> Given instruction: Convert the records below, from the first line through the line containing "[621,474,675,543]", into a JSON list of strings with one string per line, leaving out blank lines.
****************
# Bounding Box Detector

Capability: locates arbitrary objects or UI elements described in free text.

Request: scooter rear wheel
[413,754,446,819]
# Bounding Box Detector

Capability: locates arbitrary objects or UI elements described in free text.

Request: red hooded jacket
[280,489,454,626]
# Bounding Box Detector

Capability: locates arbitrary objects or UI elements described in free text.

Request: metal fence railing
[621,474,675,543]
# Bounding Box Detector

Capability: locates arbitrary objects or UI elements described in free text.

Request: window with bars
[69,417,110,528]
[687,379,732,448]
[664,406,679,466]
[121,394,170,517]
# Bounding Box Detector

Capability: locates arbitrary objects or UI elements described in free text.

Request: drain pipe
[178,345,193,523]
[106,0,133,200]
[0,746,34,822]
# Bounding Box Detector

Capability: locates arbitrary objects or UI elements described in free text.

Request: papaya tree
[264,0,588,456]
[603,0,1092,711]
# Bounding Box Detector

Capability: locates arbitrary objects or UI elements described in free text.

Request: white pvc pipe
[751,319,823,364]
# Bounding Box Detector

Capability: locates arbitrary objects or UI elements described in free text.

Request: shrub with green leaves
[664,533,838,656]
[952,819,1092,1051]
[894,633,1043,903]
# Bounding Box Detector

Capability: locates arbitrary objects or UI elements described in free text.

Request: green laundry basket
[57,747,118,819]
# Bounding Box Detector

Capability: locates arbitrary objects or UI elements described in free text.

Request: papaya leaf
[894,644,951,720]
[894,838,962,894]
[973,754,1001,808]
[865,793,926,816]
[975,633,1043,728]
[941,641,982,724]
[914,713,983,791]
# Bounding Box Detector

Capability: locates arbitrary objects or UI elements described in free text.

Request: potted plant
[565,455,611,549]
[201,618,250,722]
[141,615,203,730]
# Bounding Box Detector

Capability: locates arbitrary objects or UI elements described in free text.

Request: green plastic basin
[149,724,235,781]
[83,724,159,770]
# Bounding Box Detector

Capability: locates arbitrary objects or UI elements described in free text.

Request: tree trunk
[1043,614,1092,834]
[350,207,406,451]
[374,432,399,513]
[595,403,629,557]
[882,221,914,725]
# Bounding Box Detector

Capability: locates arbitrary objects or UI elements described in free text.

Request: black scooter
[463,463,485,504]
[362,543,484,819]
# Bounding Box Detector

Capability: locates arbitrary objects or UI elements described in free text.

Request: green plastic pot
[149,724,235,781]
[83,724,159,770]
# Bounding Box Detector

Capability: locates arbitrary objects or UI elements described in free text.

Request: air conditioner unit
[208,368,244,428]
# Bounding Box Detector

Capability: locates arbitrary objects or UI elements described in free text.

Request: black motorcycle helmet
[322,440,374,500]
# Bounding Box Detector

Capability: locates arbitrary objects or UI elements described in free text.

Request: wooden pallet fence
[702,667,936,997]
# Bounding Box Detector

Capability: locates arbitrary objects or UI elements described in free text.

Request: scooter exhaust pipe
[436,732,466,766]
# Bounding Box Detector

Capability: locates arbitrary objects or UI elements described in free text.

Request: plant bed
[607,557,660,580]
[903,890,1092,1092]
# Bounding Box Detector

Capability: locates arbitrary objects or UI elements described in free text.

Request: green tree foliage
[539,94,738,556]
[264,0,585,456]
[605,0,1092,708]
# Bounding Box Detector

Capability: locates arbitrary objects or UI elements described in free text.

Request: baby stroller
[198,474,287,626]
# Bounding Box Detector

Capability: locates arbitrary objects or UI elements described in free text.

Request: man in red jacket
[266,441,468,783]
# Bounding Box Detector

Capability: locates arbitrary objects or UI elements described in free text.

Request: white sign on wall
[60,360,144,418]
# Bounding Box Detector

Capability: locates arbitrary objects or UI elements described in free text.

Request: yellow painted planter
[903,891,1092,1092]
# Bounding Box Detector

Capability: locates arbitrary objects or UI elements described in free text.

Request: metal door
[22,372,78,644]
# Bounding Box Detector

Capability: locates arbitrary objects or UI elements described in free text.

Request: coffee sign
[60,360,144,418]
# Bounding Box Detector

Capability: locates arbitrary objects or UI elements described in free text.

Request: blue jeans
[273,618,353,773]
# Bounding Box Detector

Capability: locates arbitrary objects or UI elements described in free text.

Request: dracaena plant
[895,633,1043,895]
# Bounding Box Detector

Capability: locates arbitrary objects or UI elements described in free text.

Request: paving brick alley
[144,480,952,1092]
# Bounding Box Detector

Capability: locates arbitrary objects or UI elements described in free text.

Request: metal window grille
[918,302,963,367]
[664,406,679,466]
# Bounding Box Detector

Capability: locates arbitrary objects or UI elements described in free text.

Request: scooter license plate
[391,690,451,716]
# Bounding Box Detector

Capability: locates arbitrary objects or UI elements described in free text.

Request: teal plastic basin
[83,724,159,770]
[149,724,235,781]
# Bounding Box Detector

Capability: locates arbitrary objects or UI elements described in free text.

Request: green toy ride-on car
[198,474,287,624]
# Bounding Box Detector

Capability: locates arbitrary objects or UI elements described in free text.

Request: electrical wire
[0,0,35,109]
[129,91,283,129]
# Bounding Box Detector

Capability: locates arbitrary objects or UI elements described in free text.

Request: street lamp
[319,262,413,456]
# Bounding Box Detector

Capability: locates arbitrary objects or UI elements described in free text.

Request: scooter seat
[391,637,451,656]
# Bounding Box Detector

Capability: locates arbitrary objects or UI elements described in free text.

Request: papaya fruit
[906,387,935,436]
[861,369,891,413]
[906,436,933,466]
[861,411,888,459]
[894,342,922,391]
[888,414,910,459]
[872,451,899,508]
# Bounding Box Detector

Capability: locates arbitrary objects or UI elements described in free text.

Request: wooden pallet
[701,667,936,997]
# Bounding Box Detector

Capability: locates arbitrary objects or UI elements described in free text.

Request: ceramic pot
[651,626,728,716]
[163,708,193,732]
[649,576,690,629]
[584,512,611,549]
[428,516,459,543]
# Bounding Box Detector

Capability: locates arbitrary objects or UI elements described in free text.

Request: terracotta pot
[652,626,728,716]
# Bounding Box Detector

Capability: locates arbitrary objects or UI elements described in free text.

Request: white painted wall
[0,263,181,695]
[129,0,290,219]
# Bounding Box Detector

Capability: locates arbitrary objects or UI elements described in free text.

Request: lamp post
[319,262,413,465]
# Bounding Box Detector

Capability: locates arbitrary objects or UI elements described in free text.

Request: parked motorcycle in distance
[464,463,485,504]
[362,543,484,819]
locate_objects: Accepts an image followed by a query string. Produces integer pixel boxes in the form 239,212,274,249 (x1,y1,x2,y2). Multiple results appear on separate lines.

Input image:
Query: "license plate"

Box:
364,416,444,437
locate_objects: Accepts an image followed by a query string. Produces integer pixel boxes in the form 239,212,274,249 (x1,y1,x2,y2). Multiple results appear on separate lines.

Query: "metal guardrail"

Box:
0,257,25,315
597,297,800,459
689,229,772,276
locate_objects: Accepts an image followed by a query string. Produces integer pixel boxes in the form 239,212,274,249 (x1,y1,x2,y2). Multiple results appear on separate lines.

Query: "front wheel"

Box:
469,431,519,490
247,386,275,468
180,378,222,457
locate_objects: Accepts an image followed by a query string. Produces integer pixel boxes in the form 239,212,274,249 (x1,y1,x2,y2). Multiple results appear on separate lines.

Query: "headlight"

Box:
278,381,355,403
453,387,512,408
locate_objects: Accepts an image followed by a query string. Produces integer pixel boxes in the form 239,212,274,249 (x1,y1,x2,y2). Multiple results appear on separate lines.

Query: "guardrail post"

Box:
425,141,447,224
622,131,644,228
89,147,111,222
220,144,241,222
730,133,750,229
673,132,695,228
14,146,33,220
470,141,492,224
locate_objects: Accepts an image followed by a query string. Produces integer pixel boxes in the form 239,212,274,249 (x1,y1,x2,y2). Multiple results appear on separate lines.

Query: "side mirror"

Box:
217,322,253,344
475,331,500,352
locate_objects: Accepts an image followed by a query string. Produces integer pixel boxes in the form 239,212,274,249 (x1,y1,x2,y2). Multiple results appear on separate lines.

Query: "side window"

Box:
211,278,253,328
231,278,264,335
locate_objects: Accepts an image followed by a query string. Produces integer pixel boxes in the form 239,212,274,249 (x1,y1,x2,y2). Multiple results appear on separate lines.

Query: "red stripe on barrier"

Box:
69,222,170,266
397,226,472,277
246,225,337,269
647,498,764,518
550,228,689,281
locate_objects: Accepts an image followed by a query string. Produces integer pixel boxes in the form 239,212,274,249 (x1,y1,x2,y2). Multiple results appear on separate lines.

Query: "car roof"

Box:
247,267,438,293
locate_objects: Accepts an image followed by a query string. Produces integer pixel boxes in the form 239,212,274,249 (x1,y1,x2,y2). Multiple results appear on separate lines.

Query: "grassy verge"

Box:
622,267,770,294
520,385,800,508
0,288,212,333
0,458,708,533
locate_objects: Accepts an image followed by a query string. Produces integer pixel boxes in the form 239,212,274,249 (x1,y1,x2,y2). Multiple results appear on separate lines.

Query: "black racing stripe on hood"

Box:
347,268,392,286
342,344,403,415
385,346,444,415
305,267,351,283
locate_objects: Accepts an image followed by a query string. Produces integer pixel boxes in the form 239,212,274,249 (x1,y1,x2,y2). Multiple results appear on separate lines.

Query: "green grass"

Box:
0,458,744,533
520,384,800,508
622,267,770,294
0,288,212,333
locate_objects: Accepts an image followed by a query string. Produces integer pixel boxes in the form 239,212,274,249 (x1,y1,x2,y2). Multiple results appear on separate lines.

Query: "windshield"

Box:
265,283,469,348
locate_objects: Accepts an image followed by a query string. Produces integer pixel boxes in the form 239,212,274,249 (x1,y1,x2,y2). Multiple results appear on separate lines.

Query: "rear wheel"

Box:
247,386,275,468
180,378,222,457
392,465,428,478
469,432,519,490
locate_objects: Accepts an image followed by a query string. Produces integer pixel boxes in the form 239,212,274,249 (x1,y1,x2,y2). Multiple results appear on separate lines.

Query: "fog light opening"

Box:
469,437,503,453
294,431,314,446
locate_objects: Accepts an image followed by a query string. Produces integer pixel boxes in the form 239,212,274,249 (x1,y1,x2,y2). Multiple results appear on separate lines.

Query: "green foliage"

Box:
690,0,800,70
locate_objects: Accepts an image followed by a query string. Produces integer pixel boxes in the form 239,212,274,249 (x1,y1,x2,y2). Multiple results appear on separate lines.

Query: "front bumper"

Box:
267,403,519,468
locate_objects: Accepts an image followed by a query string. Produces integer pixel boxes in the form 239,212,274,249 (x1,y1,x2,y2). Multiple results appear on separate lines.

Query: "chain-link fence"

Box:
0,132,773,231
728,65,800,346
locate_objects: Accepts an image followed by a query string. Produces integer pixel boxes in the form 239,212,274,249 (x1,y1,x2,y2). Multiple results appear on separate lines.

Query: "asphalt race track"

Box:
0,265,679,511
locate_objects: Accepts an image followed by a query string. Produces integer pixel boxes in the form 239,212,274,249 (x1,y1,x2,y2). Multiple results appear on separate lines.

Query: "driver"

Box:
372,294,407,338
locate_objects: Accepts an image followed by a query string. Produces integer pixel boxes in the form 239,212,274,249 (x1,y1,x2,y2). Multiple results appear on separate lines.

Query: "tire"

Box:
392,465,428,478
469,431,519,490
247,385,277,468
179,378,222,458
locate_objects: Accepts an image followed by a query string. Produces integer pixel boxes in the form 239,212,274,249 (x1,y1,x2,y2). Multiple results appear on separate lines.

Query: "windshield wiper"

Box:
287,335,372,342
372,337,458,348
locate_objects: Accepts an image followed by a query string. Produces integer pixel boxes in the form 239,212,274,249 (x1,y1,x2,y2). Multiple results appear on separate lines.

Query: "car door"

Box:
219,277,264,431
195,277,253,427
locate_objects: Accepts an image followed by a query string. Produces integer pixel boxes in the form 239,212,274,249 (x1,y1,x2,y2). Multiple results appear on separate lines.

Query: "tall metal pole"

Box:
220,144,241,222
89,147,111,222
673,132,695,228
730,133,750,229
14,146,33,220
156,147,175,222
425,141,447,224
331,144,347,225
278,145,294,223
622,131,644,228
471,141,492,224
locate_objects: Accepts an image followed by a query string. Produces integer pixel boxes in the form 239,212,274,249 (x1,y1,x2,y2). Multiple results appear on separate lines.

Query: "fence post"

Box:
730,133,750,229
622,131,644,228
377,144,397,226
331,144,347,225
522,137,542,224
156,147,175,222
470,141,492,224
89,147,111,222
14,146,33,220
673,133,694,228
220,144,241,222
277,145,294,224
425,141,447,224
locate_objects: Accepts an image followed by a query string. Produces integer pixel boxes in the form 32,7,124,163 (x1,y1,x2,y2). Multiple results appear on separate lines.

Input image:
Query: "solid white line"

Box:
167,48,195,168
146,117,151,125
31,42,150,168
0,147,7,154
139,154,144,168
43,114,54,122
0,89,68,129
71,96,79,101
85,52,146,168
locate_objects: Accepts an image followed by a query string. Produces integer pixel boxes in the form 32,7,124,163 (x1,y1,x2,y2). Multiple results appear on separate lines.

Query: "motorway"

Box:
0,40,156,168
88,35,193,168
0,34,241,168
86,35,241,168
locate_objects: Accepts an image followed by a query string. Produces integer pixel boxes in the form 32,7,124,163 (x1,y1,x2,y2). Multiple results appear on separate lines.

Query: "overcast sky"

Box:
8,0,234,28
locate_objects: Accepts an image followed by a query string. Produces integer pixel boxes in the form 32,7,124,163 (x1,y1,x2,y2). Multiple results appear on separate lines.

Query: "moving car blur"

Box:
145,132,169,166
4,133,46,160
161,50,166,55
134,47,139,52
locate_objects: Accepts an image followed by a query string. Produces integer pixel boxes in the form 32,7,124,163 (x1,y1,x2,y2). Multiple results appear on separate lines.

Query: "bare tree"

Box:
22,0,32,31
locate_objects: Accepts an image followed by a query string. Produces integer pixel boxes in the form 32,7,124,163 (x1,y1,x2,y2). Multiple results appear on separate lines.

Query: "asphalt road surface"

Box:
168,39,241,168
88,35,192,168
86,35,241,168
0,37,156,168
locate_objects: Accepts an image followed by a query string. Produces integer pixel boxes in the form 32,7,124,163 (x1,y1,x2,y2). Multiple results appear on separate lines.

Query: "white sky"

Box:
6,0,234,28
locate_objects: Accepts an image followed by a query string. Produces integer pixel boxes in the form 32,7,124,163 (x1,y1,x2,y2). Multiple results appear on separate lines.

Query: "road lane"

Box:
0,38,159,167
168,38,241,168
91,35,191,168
****************
> Answer for this exercise:
[
  "# Bounding Box Detector",
  "Capability: locates arbitrary objects or UI elements described in free text.",
  "Request: scooter rear wheel",
  "[413,754,446,819]",
  "# Bounding Box Detector",
  "Capability: locates arbitrary objects or UI elements described in free text.",
  "Request: red hooded jacket",
  "[280,489,454,626]",
  "# Bounding Box Detector",
  "Capability: locates arbitrary objects or UI elements described in free text.",
  "Request: metal fence railing",
  "[621,474,675,543]"
]